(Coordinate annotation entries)
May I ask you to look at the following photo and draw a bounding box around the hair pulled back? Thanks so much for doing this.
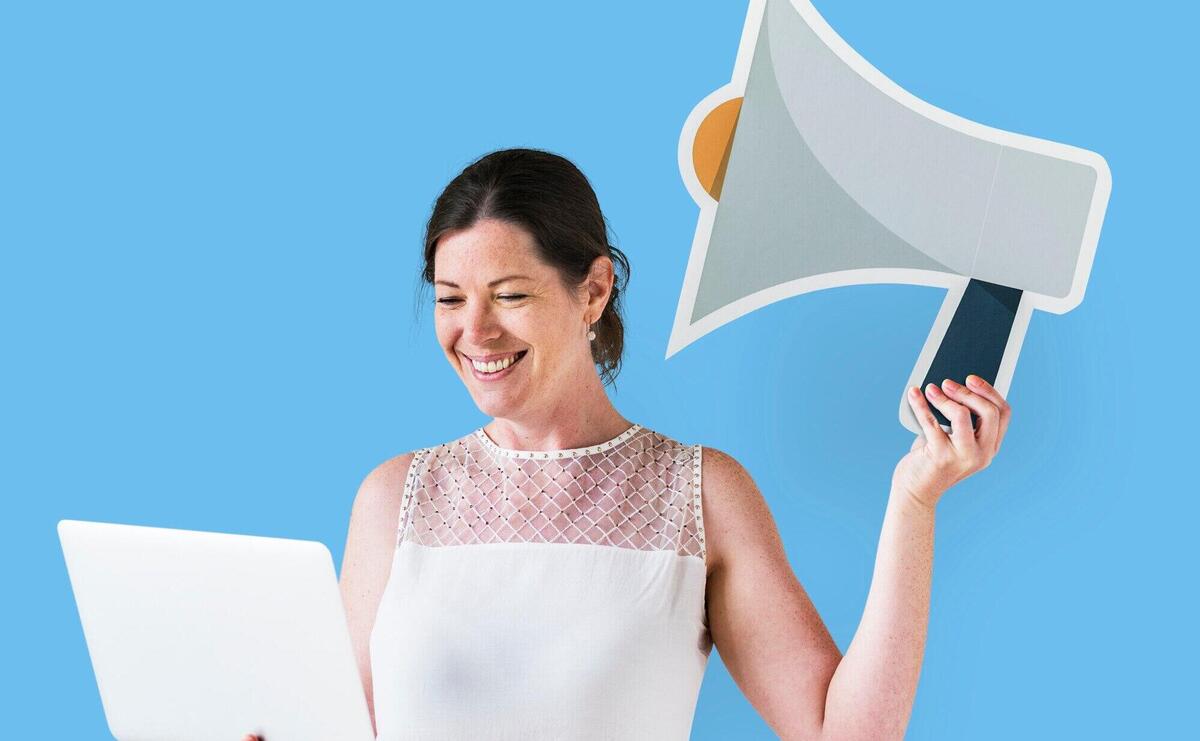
[421,149,629,385]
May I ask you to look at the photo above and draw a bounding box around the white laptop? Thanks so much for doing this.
[59,519,374,741]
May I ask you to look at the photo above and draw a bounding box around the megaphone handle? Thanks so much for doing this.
[920,278,1025,429]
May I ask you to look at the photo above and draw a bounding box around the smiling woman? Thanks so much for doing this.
[238,150,1009,741]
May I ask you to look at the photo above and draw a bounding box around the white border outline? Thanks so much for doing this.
[666,0,1112,434]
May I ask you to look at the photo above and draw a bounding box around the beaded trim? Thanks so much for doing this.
[691,444,708,564]
[475,424,642,458]
[396,447,431,546]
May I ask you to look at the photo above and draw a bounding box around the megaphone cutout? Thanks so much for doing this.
[667,0,1111,434]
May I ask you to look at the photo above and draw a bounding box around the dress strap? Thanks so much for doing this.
[396,447,433,548]
[691,444,708,566]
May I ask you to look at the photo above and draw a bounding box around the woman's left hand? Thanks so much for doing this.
[892,375,1012,510]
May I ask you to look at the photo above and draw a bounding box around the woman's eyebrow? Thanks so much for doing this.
[434,276,533,288]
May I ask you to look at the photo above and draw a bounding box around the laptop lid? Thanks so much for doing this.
[58,519,374,741]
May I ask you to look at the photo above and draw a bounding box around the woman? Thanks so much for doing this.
[241,150,1010,741]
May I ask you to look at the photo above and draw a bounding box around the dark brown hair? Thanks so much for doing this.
[421,149,629,385]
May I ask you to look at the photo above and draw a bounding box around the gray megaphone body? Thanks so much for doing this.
[667,0,1111,434]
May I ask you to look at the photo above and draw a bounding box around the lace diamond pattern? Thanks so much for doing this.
[397,424,706,560]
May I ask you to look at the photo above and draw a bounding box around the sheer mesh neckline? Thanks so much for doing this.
[475,423,642,458]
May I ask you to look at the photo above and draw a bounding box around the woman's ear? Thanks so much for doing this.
[583,255,614,321]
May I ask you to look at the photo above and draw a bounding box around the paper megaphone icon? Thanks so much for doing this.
[667,0,1111,434]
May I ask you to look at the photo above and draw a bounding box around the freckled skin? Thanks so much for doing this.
[433,219,630,450]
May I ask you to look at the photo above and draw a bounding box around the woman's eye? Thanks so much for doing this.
[433,294,528,306]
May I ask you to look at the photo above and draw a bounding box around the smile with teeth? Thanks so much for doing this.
[468,350,524,373]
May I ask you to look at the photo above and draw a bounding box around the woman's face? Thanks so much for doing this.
[433,219,602,418]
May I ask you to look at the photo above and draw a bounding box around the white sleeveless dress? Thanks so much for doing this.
[371,424,713,741]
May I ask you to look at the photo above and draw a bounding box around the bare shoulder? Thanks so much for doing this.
[701,445,782,573]
[350,451,416,537]
[359,451,416,498]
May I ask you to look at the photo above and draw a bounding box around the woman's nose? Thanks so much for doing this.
[463,302,499,347]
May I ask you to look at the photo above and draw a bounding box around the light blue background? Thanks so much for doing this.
[0,0,1198,740]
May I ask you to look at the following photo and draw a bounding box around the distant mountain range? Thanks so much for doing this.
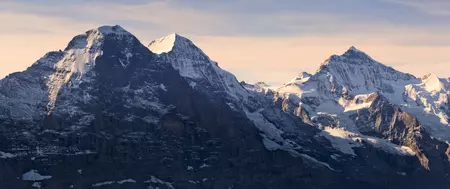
[0,26,450,189]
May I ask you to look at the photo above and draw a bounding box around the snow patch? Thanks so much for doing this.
[22,169,52,181]
[0,151,16,159]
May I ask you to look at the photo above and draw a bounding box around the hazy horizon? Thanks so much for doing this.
[0,0,450,85]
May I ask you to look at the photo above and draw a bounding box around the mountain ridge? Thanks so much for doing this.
[0,26,450,189]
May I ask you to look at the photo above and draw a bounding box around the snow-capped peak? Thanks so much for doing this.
[148,33,178,54]
[65,25,134,51]
[94,25,131,35]
[342,46,373,60]
[148,33,209,60]
[422,74,445,92]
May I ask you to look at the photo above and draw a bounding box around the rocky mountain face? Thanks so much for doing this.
[0,26,450,189]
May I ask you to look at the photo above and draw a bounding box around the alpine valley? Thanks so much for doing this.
[0,26,450,189]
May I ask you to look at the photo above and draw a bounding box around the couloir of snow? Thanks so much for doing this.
[274,47,436,155]
[148,34,251,108]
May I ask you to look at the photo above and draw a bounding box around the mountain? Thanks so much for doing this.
[0,26,450,189]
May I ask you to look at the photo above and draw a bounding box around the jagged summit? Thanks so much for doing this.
[95,25,130,35]
[422,73,445,92]
[65,25,135,51]
[147,33,209,60]
[342,46,372,60]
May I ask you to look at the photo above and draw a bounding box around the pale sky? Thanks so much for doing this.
[0,0,450,84]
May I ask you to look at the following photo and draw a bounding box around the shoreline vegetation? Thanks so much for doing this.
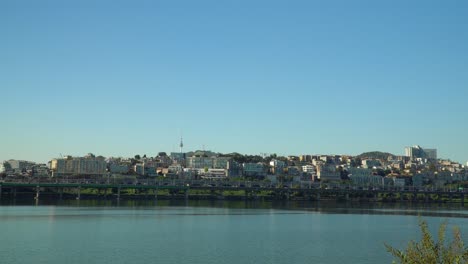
[0,187,466,206]
[385,217,468,264]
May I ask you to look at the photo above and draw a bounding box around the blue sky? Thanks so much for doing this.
[0,0,468,163]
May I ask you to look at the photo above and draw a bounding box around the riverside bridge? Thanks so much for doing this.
[0,182,468,205]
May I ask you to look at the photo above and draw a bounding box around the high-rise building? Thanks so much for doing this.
[50,154,107,176]
[405,145,437,160]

* _Aim of the exercise_:
Reproduce the listing above, requests included. Begin at the line that has "snow? Thanks so much for doing this." and stop after the line that has "[0,182,468,205]". Shift every bounding-box coordinate in the answers by -99 and leave the pictures out.

* _Solution for this task_:
May I ask you to look at the photo above and draw a bounding box around the couloir of snow? Thanks so much for doing this.
[175,-52,337,56]
[49,-65,152,9]
May I ask you to look at the photo above and draw a bounding box around the mountain? Thanks so much for doing this.
[-99,-73,351,90]
May I ask you to look at the photo above and draw a bounding box around the jagged summit? Thanks so much for doing this.
[-4,-74,31,-64]
[323,-26,346,-7]
[-34,-74,36,-48]
[48,-66,110,-39]
[243,-53,273,-39]
May I ask you to look at the photo above and draw a bounding box around the pale sky? Thanks so much for doing this.
[-99,-99,351,-15]
May I ask you to look at the following photo and draw a bounding box around the shoreline vegetation? Thanks so much for doing this.
[-99,88,367,107]
[286,118,369,165]
May I ask you to look at the photo above and draw a bounding box around the blue sky? Thanks so much for doing this.
[-99,-99,369,64]
May I ask you to look at the photo above and draw a bounding box around the riverside bridge? Thanks so much for doing this.
[-99,83,369,106]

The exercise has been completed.